> [Description of the task]: The records that follow are to be given again exactly, with their pictures omitted.

[Dataset items]

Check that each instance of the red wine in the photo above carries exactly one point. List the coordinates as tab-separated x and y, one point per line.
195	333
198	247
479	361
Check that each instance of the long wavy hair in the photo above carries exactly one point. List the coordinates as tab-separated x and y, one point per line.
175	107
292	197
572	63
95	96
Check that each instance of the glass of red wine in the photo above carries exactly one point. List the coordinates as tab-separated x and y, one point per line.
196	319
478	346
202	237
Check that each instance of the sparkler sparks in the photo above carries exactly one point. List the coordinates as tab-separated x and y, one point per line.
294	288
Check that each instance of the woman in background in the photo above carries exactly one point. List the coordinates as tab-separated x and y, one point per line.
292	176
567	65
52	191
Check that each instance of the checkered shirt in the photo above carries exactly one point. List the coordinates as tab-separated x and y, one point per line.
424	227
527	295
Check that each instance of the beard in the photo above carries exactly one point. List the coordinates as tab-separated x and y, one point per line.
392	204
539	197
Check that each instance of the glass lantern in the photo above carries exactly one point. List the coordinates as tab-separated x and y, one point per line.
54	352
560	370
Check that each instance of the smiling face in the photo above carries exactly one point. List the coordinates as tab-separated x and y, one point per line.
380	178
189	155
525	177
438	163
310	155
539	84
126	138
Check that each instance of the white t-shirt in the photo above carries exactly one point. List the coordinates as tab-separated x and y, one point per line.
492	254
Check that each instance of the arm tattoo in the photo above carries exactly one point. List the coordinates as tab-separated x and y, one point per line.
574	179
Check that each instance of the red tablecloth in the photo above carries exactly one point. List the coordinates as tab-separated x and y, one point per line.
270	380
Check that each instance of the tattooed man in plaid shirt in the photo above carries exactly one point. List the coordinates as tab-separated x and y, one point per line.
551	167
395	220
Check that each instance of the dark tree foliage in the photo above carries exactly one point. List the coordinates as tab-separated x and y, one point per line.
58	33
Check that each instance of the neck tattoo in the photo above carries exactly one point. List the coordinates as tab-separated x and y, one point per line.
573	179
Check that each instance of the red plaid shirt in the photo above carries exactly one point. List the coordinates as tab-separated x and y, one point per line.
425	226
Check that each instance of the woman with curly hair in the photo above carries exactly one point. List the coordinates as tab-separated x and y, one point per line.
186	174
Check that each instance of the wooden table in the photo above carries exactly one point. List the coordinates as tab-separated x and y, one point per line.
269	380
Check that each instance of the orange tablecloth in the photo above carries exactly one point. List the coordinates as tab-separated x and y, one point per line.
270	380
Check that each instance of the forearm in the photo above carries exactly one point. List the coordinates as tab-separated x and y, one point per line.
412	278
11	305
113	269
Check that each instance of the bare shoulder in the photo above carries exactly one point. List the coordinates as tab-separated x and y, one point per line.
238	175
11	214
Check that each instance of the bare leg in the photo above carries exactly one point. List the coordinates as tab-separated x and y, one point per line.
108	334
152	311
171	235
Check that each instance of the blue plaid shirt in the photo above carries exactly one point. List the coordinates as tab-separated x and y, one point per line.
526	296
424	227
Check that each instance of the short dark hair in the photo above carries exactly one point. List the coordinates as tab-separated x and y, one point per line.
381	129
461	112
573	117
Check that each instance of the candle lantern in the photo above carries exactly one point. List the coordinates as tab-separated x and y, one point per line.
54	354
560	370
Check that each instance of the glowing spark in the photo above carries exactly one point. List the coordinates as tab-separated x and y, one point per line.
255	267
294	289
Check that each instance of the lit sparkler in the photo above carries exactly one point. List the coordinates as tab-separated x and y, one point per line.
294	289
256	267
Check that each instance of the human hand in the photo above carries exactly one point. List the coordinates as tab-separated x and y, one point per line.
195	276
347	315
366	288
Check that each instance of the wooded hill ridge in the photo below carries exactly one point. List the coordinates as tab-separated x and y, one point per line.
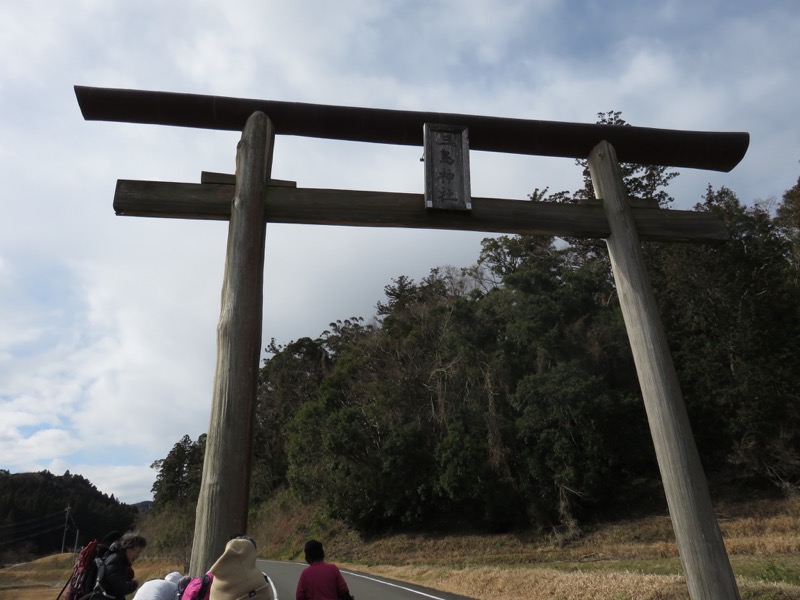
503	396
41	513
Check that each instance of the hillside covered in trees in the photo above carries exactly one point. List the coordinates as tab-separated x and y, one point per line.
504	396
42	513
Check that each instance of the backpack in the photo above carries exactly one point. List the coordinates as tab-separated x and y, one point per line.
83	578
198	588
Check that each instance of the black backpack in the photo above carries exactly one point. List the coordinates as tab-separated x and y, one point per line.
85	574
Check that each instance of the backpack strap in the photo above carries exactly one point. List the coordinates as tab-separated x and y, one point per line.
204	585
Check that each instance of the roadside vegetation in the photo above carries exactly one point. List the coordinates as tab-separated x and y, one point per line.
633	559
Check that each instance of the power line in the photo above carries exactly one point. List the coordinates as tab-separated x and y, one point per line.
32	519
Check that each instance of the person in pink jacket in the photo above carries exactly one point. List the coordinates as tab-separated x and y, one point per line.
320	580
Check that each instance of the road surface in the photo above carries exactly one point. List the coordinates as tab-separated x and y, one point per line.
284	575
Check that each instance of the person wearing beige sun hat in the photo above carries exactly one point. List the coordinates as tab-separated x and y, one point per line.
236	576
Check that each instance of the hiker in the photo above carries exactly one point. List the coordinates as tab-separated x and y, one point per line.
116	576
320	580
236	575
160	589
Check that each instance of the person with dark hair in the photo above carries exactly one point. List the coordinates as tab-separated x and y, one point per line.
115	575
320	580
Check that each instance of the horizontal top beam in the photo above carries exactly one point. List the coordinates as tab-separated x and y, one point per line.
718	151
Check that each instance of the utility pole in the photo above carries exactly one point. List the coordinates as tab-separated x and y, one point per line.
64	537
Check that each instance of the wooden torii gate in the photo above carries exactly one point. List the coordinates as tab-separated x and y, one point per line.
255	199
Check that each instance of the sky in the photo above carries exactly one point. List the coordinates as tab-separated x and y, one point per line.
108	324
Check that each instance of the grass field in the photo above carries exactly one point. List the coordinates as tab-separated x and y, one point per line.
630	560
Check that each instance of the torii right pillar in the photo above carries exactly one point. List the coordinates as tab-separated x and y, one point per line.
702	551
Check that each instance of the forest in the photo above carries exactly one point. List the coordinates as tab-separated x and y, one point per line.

> [Exercise answer]:
Check that each instance of the red wine in the photo above carries exactly one point. List the coordinates as tab-separated x and y, one point per line.
195	333
198	247
479	361
Check that each instance of the long wavy hair in the photo above carries exactly one point. List the coordinates as tab-separated x and y, one point per line.
175	107
292	197
572	63
95	96
Check that each instance of the glass of red wine in the photo above carries exactly one point. List the coordinates as tab-separated x and y, one point per line.
196	319
478	346
202	237
Check that each instance of the sparkler sparks in the photo above carries exactly one point. List the coordinates as tab-separated x and y, one point per line.
294	288
Check that each instance of the woman in background in the photo above carries exactly one point. List the coordinates as tab-separated x and y, one point per line.
292	176
567	65
52	191
Check that each instance of the checkered shirt in the photo above carries exactly one point. List the coordinates as tab-separated x and y, one point per line.
424	227
527	295
Check that each instance of the beard in the photo above carries exactly one point. List the coordinates as tab-separated x and y, one point per line.
392	204
539	197
Check that each instance of the glass lantern in the photo above carries exactly one point. List the coordinates as tab-separated x and y, one point per line.
54	352
560	370
Check that each instance of the smiling face in the photo above carries exactly one point. List the coordinates as tab-separated x and y, one point per line.
380	178
189	155
525	177
438	163
310	155
539	84
126	138
Check that each instance of the white t-shirt in the photo above carries exactly one point. List the coordinates as tab-separated x and y, one point per line.
492	254
Check that each instance of the arm tattoo in the photo above carries exactly one point. List the coordinates as tab-separated x and y, one point per line.
574	179
Check that each instance of the red tablecloth in the photo above carries exactly one point. List the coordinates as tab-separated x and y, one point per line.
270	380
Check that each instance of the tattooed man in plaid shirt in the photo above carries exactly one point. List the coordinates as tab-separated x and y, one point per line.
551	167
395	220
Check that each instance of the dark tree foliage in the photo above carries exactly one point. List the coordinates as tab-separated x and y, one point per line.
58	33
Check that each instance of the neck tattoo in the photo above carries exactly one point. List the coordinates as tab-separated x and y, one point per line.
573	179
Check that each instance of the red plaid shirt in the photo above carries exactly one point. List the coordinates as tab-separated x and y, one point per line.
425	226
Check that each instance of the woman with curly hair in the photo above carries exactly one point. List the coordinates as tab-separated x and y, one point per line.
186	174
Check that each instance of the wooden table in the photo above carries exactly one point. List the coordinates as tab-separated x and y, one point per line.
269	380
Check that each instance of the orange tablecloth in the photo above carries exactly one point. List the coordinates as tab-separated x and y, one point per line.
270	380
Check that each instance of the forearm in the photo above carries exactly one point. List the coordinates as tab-separated x and y, one point per line.
412	278
11	305
113	269
Check that each instance of the bare shoulder in the photo above carries exactly one point. List the coordinates as tab-separated x and y, one point per line.
238	175
11	214
Check that each instance of the bare leg in the photo above carries exactly one point. List the coordinates as tab-separated x and y, one point per line.
108	334
152	311
171	235
Check that each instance of the blue plaid shirt in the photo above carries exactly one point. List the coordinates as tab-separated x and y, one point per line.
526	296
424	227
Check that each instance of the short dark hair in the photo above carries exactly one point. List the coordinates as tab-separated x and y, one point per line.
381	129
461	112
573	117
Check that each instance of the candle lantern in the photo above carries exactly one point. List the coordinates as tab-separated x and y, one point per line.
54	354
560	370
Check that each instance of the glowing spark in the photo above carries exactly one point. List the coordinates as tab-separated x and y, one point per line.
255	267
294	289
Check that each instance of the lit sparkler in the photo above carries exactly one point. List the coordinates as tab-separated x and y, one point per line.
294	289
256	267
Check that each instance of the human hand in the photo above carries exactly one point. List the coordinates as tab-separated x and y, one point per line.
195	276
347	315
366	288
Check that each instance of the wooded hill ridge in the photo below carries exactly one point. List the coordinates as tab-separated x and y, one point per line.
503	396
41	513
Check that each instance of the hillside covered in trees in the photo above carries exactly one point. List the coordinates as tab-separated x and y, one point per line.
504	396
42	513
Check that each instance of the backpack in the photo above carries exactly one point. List the coordinates as tab-separated x and y, one point per line.
83	578
198	588
Check that each instance of the black backpack in the photo above carries exactly one point. List the coordinates as tab-separated x and y, one point per line.
85	574
Check that each instance of the backpack strap in the photo above carries exactly one point. List the coordinates as tab-separated x and y, one point per line.
204	585
Check that each instance of the roadside vegetation in the photo above carries exactly one point. List the coordinates as tab-separated x and y, one point per line.
633	559
Check that each instance of the power line in the photo above carries exactly one point. List the coordinates as tab-separated x and y, one point per line.
32	519
Check that each instance of the person in pink jacket in the photo above carries exactly one point. List the coordinates as tab-separated x and y, one point per line.
320	580
Check that each instance of the road surface in the photo above carries exactly one point. List the coordinates as tab-separated x and y, one point per line.
284	575
Check that each instance of the person wearing beige sun hat in the photo above carries exactly one point. List the coordinates as tab-separated x and y, one point per line.
236	576
Check that each instance of the hiker in the photo above carries exactly one point. List the coordinates as tab-separated x and y, one point per line.
116	576
320	580
236	575
160	589
Check that each instance of the person with dark hair in the photo above carries exactly one point. List the coordinates as tab-separated x and y, one point per line.
115	575
320	580
Check that each instance of the horizontal top beam in the photo above carries exactly one point. List the coordinates as tab-separated x and y, one point per line.
718	151
Check that each instance of the utility pole in the photo above carries exactly one point. List the coordinates as tab-separated x and y, one point per line.
64	537
Check that each instance of the wooden torii gate in the photo above carries exactly one point. List the coordinates as tab-separated x and y, one point per line.
255	199
Check that each instance of the sky in the photo above carries exactly one point. List the coordinates as tab-separated x and y, one point per line.
108	324
Check that each instance of the grass field in the photo above carries exactly one point. List the coordinates as tab-separated x and y, one point per line.
630	560
Check that each instance of the torii right pillar in the photo above carries exactly one point. List the coordinates as tab-separated x and y, one point per line.
702	551
Check that each instance of the forest in the photo above carries exactly one point. List the coordinates as tab-separated x and y, one point per line.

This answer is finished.